PASSAGE SHOWN =>
----------------

W3C home > Mailing lists > Public > www-patentpolicy-comment@w3.org > October 2001

Advice from a Modem War Survivor

From: chuck weinberger <chuckhw@pacbell.net>
Date: Fri, 05 Oct 2001 20:38:11 -0700
To: www-patentpolicy-comment@w3.org
Message-id: <000301c14e18$53280d80$9321c93f@officecomputer>
I am new to this board and to the debate regarding the W3C PPF Working
Draft.  I freely admit that I have not read the draft, nor have I
participated in any W3C activity in the past.  I have, however, had
extensive experience with the RAND model in the world of ITU standards, and
I can tell you for a fact that a RAND model (I) slows down the pace of
adoption of new standards and (II) makes it extremely difficult for small
companies to compete with established (read, large) technology companies.
In this posting I will give you examples of how RAND models are abused and
one suggestion to minimize that abuse.

As most of you know, the ITU-T establishes modem communications standards,
including V.32, V.34, V.90, etc.  The ITU-T follows a RAND licensing policy.
See http://www.itu.int/ITU-T/dbase/patent/index.html for more details on the
ITU-T's policy and a database of all of the companies that believe they have
patents on various components of the ITU-T's standards.  The ITU-T's RAND
policy has resulted in problems both prior to the adoption of a standard and
post adoption.

The problems that occur prior to the adoption of a new standard are
motivated by the politics of back room negotiations and by posturing.
Committee meetings are secondary to the back room meetings of the companies
that have made proposals for the standard.  Companies will attempt to
solicit allies by offering their backing on other components of the standard
or via other stimulus.  For example, during the V.34 adoption proceedings
Motorola allegedly offered to license its patents for a de minimus amount.
Once the V.34 standard was adopted Moto turned course and attempted to
charge a several dollar royalty for its patents.  Moto's actions took center
stage in the law suits Motorola v. Rockwell and Motorola v. U.S.

----------------

Location identification items =>
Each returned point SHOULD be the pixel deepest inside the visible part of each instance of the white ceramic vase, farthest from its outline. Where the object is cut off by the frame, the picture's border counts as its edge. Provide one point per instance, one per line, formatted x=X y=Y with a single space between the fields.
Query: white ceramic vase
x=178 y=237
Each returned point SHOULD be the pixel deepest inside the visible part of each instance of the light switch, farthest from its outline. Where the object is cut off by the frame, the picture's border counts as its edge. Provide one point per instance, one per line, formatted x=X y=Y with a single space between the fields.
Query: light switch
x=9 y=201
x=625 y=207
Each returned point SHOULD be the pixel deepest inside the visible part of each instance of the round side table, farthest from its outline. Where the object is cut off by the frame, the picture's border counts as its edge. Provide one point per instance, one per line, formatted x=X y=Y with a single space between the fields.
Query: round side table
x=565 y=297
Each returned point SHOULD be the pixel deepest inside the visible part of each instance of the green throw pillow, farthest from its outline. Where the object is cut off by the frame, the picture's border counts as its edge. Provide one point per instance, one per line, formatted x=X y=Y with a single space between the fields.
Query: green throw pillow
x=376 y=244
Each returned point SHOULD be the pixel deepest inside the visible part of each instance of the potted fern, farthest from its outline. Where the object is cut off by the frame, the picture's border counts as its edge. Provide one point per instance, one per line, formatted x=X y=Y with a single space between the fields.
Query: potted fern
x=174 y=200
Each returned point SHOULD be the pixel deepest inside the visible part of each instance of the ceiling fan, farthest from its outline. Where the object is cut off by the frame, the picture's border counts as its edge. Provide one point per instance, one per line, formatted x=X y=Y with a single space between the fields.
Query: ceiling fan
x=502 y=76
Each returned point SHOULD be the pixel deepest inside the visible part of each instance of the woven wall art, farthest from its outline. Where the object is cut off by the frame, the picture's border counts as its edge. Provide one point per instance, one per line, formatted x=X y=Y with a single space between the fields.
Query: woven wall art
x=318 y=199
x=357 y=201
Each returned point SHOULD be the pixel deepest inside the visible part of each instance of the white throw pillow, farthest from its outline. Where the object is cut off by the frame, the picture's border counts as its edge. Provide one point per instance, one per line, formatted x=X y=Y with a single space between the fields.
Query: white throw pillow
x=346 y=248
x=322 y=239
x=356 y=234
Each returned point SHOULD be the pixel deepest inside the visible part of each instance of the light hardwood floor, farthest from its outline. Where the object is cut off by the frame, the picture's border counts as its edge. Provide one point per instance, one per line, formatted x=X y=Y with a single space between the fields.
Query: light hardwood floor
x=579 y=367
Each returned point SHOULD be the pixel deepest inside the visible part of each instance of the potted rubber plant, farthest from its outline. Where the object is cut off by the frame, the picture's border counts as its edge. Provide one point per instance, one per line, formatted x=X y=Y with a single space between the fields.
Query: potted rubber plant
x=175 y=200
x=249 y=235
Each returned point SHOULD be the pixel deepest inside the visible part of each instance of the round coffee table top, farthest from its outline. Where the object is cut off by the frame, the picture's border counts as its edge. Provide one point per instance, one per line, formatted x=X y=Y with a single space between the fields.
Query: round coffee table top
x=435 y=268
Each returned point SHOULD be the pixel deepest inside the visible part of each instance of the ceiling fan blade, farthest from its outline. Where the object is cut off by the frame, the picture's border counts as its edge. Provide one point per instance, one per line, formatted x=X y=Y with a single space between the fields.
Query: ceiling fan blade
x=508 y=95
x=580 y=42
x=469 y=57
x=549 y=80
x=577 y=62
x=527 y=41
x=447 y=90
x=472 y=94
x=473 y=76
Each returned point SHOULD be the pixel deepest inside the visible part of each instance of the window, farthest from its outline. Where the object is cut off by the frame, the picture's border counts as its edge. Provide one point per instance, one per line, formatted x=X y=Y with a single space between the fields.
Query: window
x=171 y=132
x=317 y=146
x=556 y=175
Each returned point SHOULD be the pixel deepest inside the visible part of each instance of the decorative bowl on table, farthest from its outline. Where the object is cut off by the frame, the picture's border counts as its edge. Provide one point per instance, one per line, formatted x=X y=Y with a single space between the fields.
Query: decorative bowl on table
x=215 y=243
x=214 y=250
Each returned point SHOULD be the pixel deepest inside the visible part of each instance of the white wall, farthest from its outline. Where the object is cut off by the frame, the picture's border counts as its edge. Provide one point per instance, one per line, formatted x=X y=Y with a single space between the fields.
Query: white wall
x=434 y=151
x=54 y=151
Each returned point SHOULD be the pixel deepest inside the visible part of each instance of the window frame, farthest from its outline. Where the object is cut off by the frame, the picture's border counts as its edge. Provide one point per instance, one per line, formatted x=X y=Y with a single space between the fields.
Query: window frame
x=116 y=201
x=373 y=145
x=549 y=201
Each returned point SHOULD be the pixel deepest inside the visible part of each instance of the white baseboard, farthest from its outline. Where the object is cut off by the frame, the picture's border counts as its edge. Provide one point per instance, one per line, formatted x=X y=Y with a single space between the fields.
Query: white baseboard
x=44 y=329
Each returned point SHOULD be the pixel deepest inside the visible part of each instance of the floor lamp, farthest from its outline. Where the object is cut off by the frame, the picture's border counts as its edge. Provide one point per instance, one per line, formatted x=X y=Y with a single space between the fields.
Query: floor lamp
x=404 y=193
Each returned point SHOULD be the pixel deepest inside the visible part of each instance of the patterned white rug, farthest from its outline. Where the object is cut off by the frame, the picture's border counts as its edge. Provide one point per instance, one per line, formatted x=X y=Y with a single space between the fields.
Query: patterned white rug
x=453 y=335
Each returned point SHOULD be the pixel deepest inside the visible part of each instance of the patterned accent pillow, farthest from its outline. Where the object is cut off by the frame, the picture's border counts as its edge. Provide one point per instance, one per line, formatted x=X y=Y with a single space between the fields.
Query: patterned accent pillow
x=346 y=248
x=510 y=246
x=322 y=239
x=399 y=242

----------------

REQUIRED TASKS =>
1. From the RAND licensing message, return the passage that begins at the words "See http://www.itu.int/ITU-T/dbase/patent/index.html for" and stops after "de minimus amount.".
2. Resume the RAND licensing message, writing on from its last sentence.
The entries are material apart from the RAND licensing message.

SOLVED TASKS =>
1.
See http://www.itu.int/ITU-T/dbase/patent/index.html for more details on the
ITU-T's policy and a database of all of the companies that believe they have
patents on various components of the ITU-T's standards.  The ITU-T's RAND
policy has resulted in problems both prior to the adoption of a standard and
post adoption.

The problems that occur prior to the adoption of a new standard are
motivated by the politics of back room negotiations and by posturing.
Committee meetings are secondary to the back room meetings of the companies
that have made proposals for the standard.  Companies will attempt to
solicit allies by offering their backing on other components of the standard
or via other stimulus.  For example, during the V.34 adoption proceedings
Motorola allegedly offered to license its patents for a de minimus amount.

2.
Robitics/3Com.  More often, however, is the situation where a company will
simply say to another company, if you support my proposal for this component
of the standard I will support your proposal for that component.  These
companies often have "technology lobbyists" on their payroll so to represent
the company's interest in the process.

The posturing from the various ITU member companies can be quit funny.
Companies will stop at no ends just to submit a proposal for a standard.
This is because they want to sign the ITU patent policy disclosure statement
and be included on the ITU's list of possible patent holders - "possible"
being the key word.  Just being on the list increases a company's argument
that it has patents that are necessary to implement the standard.  This is
true even though the company's proposal might not have included patented
subject matter in the first place, much less, been incorporated into the
final standard.  As a result, engineers waste time writing up proposals that
are never going to go anywhere and committee participants waste time
reviewing those proposals.  Still, being on the ITU's list of contributors
is often enough to push a company to take an aggressive patent stance by
sending out royalty demand letters.  Almost none of these letters lead to
the actual receipt of royalties; again, most simply reflect posturing.  But
they do result in lost time, both by engineers who have to review patent
applications and by business people who have to analyze the risks.

The end result of the politicking and posturing is that (I) there are
significant delays and in-fighting between competing alliances, (II)
standards often incorporate politically convenient solutions rather than the
most technically savvy solution to the problem and (III) smaller companies
are placed at a disadvantage because they rarely have as much to offer in
any technology alliance and because their posturing does not result in the
same fear as the identical posturing of a billion dollar company.

The problems of the ITU's RAND policy become much more significant once it
adopts a standard.  The ITU does not attempt to determine which of its
contributing companies have patents that are necessary to implement the
ITU's standards.  Additionally, the ITU does not attempt to establish a
"reasonable" royalty for the "pool" of  patents needed to implement the
standard.  Finally, companies can manipulate the term, "non-discriminatory"
at will due to its ambiguous nature.  The result is a huge amount of
commercial uncertainty that almost always puts small companies at a great
disadvantage.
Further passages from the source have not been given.